** Start **

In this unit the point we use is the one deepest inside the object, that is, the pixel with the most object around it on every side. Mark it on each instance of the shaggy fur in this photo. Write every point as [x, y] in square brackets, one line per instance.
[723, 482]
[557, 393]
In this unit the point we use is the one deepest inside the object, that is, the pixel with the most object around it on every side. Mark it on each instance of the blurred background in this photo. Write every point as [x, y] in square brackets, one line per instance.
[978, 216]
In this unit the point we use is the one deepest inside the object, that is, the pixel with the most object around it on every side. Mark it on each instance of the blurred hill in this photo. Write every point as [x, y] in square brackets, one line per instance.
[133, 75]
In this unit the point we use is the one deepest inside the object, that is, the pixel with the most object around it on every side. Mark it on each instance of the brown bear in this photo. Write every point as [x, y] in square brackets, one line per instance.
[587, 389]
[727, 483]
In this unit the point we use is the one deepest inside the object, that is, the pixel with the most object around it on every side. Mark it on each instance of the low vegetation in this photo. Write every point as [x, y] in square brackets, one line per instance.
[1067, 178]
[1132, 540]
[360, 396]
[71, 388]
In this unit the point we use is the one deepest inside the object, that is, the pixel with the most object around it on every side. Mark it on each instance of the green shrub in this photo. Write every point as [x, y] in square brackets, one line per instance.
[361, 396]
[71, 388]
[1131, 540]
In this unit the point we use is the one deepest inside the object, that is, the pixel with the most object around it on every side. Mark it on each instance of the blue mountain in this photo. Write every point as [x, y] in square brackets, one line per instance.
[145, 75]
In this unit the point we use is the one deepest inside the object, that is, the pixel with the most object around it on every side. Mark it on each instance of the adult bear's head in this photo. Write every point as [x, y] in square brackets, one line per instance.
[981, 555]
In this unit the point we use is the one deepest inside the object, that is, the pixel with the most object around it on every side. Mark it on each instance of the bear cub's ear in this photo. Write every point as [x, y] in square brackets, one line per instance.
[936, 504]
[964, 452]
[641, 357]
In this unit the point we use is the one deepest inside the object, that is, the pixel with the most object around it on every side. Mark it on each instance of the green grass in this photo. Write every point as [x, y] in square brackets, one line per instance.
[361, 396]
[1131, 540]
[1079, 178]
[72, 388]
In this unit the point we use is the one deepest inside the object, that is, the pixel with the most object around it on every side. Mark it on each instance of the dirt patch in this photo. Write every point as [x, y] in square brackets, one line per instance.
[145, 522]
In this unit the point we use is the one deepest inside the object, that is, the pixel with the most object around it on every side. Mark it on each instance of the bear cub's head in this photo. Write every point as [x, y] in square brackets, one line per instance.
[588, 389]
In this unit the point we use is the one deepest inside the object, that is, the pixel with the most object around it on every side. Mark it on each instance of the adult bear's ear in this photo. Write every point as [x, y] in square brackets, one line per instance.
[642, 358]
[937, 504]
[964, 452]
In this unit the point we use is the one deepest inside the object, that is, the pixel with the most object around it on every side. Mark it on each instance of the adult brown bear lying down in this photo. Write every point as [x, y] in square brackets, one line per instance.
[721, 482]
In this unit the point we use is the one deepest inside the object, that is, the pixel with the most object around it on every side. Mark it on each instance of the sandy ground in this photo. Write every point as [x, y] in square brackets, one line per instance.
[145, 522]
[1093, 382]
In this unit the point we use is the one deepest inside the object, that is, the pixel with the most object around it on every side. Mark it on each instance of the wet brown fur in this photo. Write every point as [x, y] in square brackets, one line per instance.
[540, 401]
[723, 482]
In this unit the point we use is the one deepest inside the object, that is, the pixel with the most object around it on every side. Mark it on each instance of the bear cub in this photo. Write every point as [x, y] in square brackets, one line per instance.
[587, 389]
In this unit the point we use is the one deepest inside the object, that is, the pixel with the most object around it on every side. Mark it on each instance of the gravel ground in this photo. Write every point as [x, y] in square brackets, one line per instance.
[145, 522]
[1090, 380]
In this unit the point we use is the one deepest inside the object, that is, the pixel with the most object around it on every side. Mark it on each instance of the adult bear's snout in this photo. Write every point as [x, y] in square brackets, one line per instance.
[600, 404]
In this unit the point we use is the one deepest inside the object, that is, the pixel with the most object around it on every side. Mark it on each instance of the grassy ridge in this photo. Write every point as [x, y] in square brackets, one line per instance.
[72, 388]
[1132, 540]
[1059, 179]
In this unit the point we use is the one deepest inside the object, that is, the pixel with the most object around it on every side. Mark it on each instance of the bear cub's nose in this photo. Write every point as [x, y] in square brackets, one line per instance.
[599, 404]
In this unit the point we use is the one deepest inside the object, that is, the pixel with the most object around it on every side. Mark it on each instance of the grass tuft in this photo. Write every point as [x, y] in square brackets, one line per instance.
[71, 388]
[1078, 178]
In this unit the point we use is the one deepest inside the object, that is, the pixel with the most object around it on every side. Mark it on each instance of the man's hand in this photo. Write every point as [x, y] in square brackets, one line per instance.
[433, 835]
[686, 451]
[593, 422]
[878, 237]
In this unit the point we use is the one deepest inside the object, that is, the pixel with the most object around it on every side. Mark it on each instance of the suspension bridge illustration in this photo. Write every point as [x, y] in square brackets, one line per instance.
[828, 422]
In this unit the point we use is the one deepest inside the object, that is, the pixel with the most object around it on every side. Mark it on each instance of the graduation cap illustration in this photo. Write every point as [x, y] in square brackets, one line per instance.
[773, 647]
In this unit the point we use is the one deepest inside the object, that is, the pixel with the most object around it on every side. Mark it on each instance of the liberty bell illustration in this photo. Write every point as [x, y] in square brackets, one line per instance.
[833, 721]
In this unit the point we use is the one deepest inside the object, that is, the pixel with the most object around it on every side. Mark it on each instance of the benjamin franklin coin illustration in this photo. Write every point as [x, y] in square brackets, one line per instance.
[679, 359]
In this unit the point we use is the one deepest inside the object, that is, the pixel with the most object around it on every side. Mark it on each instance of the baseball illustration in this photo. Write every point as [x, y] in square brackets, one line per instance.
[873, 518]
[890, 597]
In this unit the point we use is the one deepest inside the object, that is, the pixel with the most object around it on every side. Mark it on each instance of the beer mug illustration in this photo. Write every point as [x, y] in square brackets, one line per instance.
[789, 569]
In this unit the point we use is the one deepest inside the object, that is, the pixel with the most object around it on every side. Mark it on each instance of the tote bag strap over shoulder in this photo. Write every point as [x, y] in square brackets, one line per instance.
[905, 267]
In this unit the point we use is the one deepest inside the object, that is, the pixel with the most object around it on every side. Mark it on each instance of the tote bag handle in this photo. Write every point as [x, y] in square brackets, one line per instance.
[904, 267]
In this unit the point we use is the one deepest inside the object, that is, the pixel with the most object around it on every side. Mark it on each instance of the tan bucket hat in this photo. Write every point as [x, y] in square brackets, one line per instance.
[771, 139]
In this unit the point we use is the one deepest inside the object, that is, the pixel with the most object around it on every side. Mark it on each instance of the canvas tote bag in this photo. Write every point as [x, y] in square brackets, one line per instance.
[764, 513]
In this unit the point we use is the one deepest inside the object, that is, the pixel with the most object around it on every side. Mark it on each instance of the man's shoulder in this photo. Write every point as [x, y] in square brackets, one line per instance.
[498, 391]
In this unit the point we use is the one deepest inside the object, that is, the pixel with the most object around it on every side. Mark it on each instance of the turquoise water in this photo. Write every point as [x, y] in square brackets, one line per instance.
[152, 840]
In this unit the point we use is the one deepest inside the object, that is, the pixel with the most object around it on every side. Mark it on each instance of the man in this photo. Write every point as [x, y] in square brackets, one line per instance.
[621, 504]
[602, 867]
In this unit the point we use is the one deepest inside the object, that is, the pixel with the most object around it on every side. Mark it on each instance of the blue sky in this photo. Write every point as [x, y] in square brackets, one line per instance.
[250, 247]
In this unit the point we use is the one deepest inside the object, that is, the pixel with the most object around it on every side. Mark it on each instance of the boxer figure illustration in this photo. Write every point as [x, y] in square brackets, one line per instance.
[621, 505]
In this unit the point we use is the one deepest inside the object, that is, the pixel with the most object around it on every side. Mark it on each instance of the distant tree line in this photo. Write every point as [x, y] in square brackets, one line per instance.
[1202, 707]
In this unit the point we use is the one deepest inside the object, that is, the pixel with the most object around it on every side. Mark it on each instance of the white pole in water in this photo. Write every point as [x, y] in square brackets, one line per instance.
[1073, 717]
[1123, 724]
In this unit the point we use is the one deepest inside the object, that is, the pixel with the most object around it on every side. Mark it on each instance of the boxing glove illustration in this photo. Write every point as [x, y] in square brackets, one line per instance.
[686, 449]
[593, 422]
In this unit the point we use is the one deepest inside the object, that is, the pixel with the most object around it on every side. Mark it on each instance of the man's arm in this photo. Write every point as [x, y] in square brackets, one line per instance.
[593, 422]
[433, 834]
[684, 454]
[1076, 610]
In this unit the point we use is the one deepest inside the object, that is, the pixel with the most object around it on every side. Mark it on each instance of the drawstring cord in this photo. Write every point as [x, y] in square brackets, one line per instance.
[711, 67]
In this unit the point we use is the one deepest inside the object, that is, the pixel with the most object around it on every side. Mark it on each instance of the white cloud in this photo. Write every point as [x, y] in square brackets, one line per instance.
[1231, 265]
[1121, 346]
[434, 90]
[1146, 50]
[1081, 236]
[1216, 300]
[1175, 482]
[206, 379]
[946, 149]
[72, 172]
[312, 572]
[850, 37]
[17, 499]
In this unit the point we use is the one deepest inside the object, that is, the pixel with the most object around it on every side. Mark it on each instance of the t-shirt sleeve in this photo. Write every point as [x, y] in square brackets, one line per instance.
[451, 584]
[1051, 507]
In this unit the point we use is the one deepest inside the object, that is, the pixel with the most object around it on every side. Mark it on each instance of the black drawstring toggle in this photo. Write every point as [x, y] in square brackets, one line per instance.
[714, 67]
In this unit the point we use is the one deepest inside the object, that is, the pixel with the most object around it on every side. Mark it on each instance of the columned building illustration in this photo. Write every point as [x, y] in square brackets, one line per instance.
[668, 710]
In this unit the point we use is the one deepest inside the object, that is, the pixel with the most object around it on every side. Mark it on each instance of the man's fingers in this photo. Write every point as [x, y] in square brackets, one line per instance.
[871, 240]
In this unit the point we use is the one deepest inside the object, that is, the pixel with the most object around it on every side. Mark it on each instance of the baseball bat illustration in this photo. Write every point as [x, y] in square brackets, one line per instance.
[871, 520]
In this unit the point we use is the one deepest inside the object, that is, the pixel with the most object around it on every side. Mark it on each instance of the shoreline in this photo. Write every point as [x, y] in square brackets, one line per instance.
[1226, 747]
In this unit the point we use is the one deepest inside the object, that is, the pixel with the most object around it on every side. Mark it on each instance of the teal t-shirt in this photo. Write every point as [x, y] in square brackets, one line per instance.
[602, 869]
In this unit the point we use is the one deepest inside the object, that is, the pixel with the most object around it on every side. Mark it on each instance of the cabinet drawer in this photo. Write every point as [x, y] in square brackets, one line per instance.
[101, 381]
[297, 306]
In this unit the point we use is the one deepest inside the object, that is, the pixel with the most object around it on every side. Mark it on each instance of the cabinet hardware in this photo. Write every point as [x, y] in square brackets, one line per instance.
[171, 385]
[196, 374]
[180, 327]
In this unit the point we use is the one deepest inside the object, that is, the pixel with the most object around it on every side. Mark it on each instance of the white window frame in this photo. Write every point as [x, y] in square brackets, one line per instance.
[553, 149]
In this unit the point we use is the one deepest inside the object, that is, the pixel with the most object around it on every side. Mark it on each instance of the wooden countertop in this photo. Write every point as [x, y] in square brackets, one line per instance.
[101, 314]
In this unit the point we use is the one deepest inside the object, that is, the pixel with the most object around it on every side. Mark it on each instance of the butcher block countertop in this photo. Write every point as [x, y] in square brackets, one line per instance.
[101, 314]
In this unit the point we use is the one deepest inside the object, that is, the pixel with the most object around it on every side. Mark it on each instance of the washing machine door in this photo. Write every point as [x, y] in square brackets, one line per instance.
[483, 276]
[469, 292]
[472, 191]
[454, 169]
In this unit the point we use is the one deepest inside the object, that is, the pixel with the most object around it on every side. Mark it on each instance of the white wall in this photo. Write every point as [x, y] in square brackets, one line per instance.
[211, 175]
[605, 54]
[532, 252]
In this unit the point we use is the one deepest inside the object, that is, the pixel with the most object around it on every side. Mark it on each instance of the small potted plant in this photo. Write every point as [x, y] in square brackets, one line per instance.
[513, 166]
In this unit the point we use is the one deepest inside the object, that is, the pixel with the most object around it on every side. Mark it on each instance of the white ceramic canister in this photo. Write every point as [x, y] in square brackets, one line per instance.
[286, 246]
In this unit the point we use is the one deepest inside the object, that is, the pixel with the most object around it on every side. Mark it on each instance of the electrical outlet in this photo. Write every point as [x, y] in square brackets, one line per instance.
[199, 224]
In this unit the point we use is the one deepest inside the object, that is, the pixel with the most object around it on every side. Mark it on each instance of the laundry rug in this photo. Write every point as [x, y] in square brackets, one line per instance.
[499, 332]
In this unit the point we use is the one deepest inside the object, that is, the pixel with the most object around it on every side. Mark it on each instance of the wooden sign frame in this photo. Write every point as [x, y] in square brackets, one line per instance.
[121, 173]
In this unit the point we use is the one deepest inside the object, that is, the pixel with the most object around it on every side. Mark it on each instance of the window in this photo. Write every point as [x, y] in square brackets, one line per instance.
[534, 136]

** End **

• The request
Rewrite the data between the lines holding "of the turquoise" and "[1123, 724]", inclusive, swapping "distant tree line" for "far tree line" and keeping everything else the same.

• Solution for this problem
In this unit the point we use is the one deepest inside the object, that is, the pixel with the most object around it on every side. Mark it on each instance of the turquoise water in this photo. Write every point as [x, y] in square brackets, one line per instance.
[152, 840]
In this unit the point we use is the one deepest inside the object, that is, the pixel with the most object around it on every side. Mark it on each instance of the man in this photo. Write every point as [x, y] in square brackets, one line per instance.
[621, 504]
[602, 867]
In this unit the point we use is the one deepest inside the object, that is, the pixel with the most object around it on every side. Mark it on each instance of the blue sky in this photo. Write every point as [x, y] in square brackets, one line per instance.
[250, 247]
In this unit the point we use is the one deepest inside the object, that is, the pixel with the most object around it on every side. Mark it on each instance of the boxer figure illustration in this photo. Write every point as [x, y] in square brackets, one line per instance.
[621, 505]
In this unit the point we use is the one deepest inside the object, that is, the pixel with the most object around it on every side. Mark it on each instance of the far tree line in this photo. Write every point as [x, y] in square brackets, one line per instance.
[1202, 707]
In this unit the point we use is the one deepest inside the object, that is, the pixel with the most object around it on every side. Mark it on each instance of the white pole in water in this photo. Write every point as [x, y] in square brackets, one line per instance.
[1073, 717]
[1123, 724]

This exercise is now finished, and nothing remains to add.